++++ Data
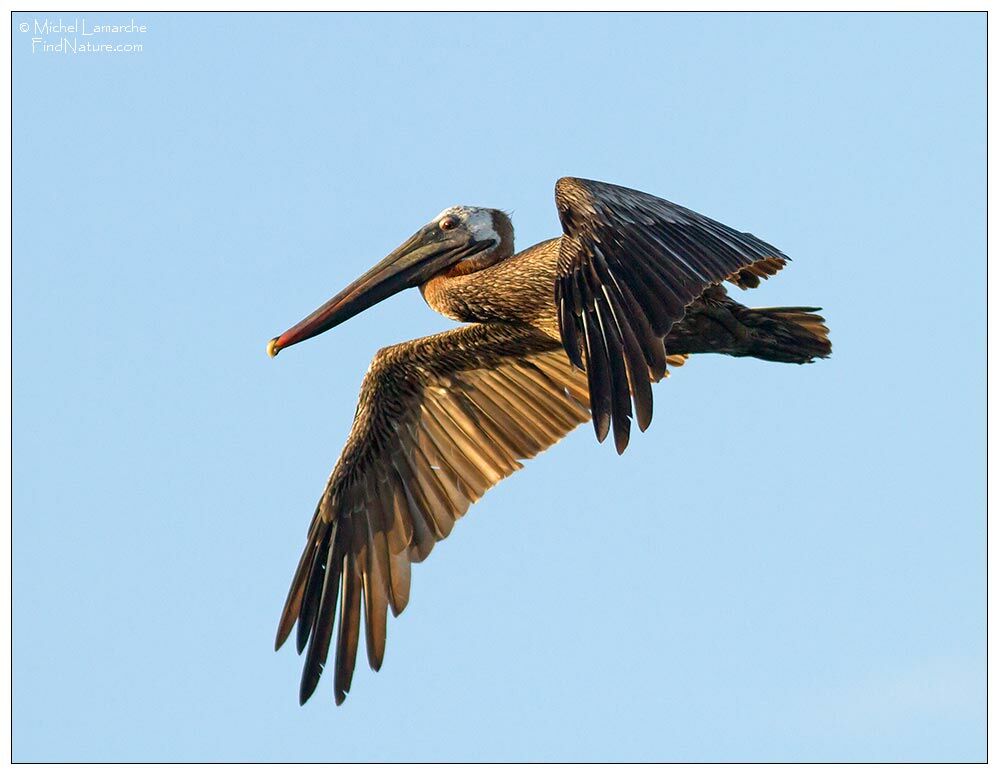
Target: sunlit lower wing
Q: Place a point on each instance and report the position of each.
(628, 265)
(440, 420)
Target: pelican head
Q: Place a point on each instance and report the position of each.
(458, 241)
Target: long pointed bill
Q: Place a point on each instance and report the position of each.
(425, 254)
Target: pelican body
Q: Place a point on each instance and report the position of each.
(575, 328)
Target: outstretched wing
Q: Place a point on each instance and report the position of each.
(440, 420)
(628, 265)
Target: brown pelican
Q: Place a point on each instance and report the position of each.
(571, 329)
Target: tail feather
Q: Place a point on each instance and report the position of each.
(787, 334)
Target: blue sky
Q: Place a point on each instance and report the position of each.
(789, 565)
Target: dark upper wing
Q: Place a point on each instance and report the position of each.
(629, 264)
(440, 420)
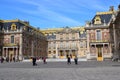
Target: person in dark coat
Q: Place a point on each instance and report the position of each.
(34, 61)
(2, 59)
(44, 60)
(76, 60)
(69, 60)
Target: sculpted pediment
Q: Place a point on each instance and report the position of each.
(66, 30)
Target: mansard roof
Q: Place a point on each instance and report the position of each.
(104, 17)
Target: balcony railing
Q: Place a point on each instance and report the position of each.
(10, 44)
(99, 40)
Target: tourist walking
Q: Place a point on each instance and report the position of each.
(76, 60)
(34, 61)
(68, 60)
(44, 60)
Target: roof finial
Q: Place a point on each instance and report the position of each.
(111, 8)
(119, 7)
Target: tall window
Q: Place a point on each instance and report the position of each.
(12, 39)
(98, 35)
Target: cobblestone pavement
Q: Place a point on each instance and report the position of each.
(90, 70)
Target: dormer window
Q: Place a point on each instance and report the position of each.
(97, 20)
(13, 26)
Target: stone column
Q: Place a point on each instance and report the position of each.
(7, 52)
(20, 49)
(115, 55)
(3, 52)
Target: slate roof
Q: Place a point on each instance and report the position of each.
(104, 17)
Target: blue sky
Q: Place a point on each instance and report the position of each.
(54, 13)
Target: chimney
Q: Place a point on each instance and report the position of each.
(111, 8)
(119, 7)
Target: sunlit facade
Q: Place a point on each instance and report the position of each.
(21, 41)
(66, 41)
(99, 46)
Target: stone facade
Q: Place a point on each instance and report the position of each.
(115, 34)
(98, 36)
(66, 41)
(20, 40)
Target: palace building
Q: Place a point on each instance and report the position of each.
(115, 34)
(66, 41)
(20, 40)
(97, 40)
(98, 36)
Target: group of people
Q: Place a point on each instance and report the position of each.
(2, 59)
(69, 59)
(44, 60)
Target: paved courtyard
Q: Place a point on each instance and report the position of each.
(85, 70)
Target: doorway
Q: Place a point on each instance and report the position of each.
(99, 53)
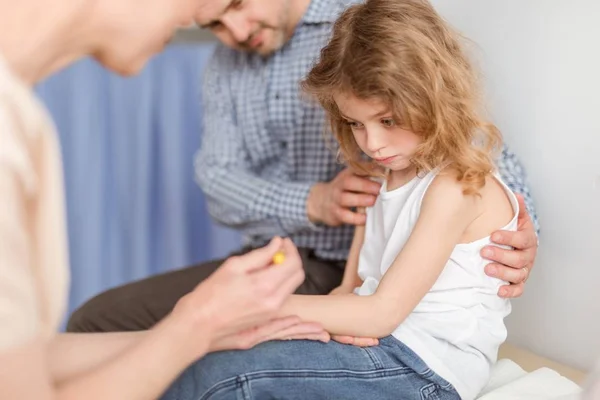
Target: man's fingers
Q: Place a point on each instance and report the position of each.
(360, 184)
(511, 258)
(347, 216)
(356, 341)
(522, 239)
(523, 215)
(352, 199)
(321, 337)
(508, 274)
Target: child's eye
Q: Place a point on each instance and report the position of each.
(236, 3)
(353, 125)
(388, 122)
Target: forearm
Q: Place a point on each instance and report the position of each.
(72, 354)
(363, 316)
(158, 356)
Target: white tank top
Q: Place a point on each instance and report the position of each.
(458, 326)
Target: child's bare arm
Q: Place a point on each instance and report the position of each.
(445, 214)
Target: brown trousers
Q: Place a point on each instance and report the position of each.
(140, 305)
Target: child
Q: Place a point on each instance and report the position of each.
(399, 90)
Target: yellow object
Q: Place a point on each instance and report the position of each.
(278, 258)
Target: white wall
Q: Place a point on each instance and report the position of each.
(541, 61)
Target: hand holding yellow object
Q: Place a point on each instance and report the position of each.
(278, 258)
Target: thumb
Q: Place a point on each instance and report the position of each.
(262, 257)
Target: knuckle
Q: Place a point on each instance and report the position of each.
(271, 304)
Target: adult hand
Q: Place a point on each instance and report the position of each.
(330, 203)
(513, 266)
(244, 293)
(286, 328)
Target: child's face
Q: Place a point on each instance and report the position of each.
(377, 133)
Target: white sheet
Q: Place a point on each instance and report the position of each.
(511, 382)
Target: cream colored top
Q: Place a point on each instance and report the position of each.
(33, 244)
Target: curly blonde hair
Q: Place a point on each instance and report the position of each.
(403, 53)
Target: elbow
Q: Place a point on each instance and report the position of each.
(388, 318)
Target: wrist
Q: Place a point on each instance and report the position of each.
(313, 201)
(191, 334)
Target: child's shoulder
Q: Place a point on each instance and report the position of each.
(446, 194)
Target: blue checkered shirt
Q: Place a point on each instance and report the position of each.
(263, 143)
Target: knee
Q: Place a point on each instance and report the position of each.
(102, 313)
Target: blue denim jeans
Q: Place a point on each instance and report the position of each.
(309, 370)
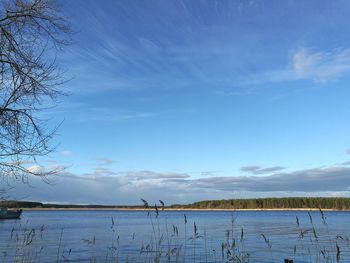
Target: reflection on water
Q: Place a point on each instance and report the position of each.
(205, 236)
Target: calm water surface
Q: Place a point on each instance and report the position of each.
(135, 236)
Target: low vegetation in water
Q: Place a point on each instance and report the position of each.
(187, 242)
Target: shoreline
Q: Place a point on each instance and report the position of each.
(179, 209)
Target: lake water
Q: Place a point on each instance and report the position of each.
(205, 236)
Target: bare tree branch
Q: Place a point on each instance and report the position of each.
(31, 34)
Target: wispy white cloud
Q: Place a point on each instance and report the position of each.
(256, 169)
(304, 64)
(106, 161)
(320, 66)
(103, 185)
(66, 153)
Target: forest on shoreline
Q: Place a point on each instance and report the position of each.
(336, 203)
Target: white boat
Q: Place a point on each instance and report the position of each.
(10, 213)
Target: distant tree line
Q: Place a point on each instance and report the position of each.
(273, 203)
(27, 204)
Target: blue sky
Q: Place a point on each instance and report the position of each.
(189, 100)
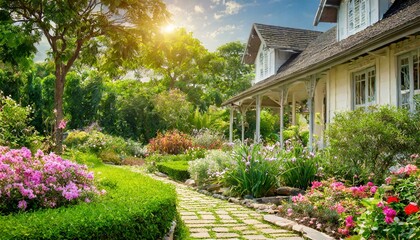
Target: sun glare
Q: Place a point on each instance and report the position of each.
(168, 28)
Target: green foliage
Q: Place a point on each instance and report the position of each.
(207, 139)
(365, 143)
(126, 211)
(109, 156)
(254, 170)
(206, 170)
(299, 166)
(172, 142)
(176, 170)
(174, 108)
(15, 130)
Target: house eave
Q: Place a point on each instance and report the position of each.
(370, 45)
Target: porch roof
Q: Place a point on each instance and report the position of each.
(402, 19)
(277, 37)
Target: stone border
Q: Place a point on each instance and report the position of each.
(307, 232)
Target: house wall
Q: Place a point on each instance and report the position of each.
(375, 11)
(340, 88)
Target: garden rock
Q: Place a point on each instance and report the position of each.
(272, 200)
(288, 191)
(190, 182)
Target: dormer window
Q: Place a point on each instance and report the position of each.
(357, 15)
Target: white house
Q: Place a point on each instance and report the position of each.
(370, 57)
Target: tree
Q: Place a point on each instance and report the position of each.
(177, 57)
(73, 27)
(231, 76)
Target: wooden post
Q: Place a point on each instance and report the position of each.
(258, 119)
(231, 125)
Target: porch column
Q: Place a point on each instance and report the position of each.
(243, 116)
(231, 124)
(310, 88)
(293, 110)
(257, 119)
(283, 100)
++++++++
* Exercise prompt: Lines holding "facade" are the ones to copy; find all of them in the listing.

* Your response:
Target: sunlit facade
Target: stone facade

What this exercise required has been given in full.